ОТРЫВОК:
Рассудок и разум – не единственные сферы опыта, где проявляется рациональная вера. В сфере человеческих отношений вера – необходимая предпосылка и искренней дружбы, и любви. «Верить» в другого человека – значит быть уверенным в надежности и неизменности его основополагающей установки, в надежности и неизменности его личности. Этим я не хочу сказать, что человек не может менять свои мнения, но что его основополагающие, глубинные мотивации не подвержены изменениям; например, что его способность уважать человеческое достоинство является неизменной частью его личности.
В этом же смысле мы верим и в самих себя. Мы осознаем собственное существование и сущность своей личности как неизменные на протяжении всей нашей жизни, несмотря на различные обстоятельства и несмотря на изменчивость мнений и чувств. Это та самая реальность, которая стоит за словом «я» и на которой основана наша уверенность в собственной идентификации. Если бы мы не верили в постоянство нашей личности, наше чувство идентификации оказалось бы под угрозой, так что мы рисковали бы впасть в зависимость от других людей, чье одобрение стало бы основой нашей самоидентификации. Только человек, имеющий веру в самого себя, способен верить в других людей, потому что только такой человек может быть уверен, что и в будущем он будет таким же, как теперь, а значит, будет чувствовать и действовать так, как предполагает теперь. Вера в себя есть условие нашей способности давать обещания, и, поскольку, как заметил Ницше, человека можно определить по его способности давать обещания, она и является одним из условий человеческого существования.
Еще одно значение понятия веры в человека заключается в той вере, которую мы проявляем в отношении возможностей других людей, своих собственных и даже всего человечества. Наиболее рудиментарной формой существования этого типа веры является вера матери в своего новорожденного, а именно что он будет жить, расти, ходить и говорить. Но развитие ребенка в этом отношении совершается со столь неуклонной регулярностью, что, по-видимому, не требует никакой веры. Эти возможности развития отличаются от тех, которые могут не получить развития: к таковым относятся возможности ребенка любить, быть счастливым, мыслить самостоятельно, а также его отличительные способности, например, артистические данные. Они – как семена, которые прорастают и становятся растением, если существуют подходящие условия для их развития, если же таковых условий не будет, возможность их развития будет задушена в самом зародыше. Одним из важнейших условий является вера взрослых в реализацию и развитие способностей ребенка. Наличие этой веры отличает процесс образования ребенка от процесса манипулирования им. Образование – это оказание помощи ребенку в процессе реализации его возможностей [125] . Противоположностью образования является манипулирование, которое основано на отсутствии веры в развитие возможностей ребенка и на убеждении, что с ним все будет в порядке, если взрослые втолкуют ему то, что представляется им желательным, и отсекут все, что кажется им нежелательным. Здесь нет самой потребности в вере, как нет нужды верить в робота, поскольку в обоих одинаково нет жизни.

ИСХОДНЫЕ ДАННЫЕ:
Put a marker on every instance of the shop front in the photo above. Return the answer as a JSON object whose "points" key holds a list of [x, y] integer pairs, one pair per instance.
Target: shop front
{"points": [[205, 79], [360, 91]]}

ЧТО НУЖНО СДЕЛАТЬ:
1. Перечисли все, во что, согласно отрывку о вере, мать верит в отношении своего новорожденного.
2. Что, согласно отрывку о вере, отличает образование ребенка от манипулирования им?
3. Процитируй отрывок о вере: начни со слов «Рассудок и разум», закончи словами «частью его личности.».

ОТВЕТЫ К ЗАДАНИЯМ:
1.
- что он будет жить
- что он будет расти
- что он будет ходить
- что он будет говорить

2. Наличие веры взрослых в реализацию и развитие способностей ребенка.

3.
Рассудок и разум – не единственные сферы опыта, где проявляется рациональная вера. В сфере человеческих отношений вера – необходимая предпосылка и искренней дружбы, и любви. «Верить» в другого человека – значит быть уверенным в надежности и неизменности его основополагающей установки, в надежности и неизменности его личности. Этим я не хочу сказать, что человек не может менять свои мнения, но что его основополагающие, глубинные мотивации не подвержены изменениям; например, что его способность уважать человеческое достоинство является неизменной частью его личности.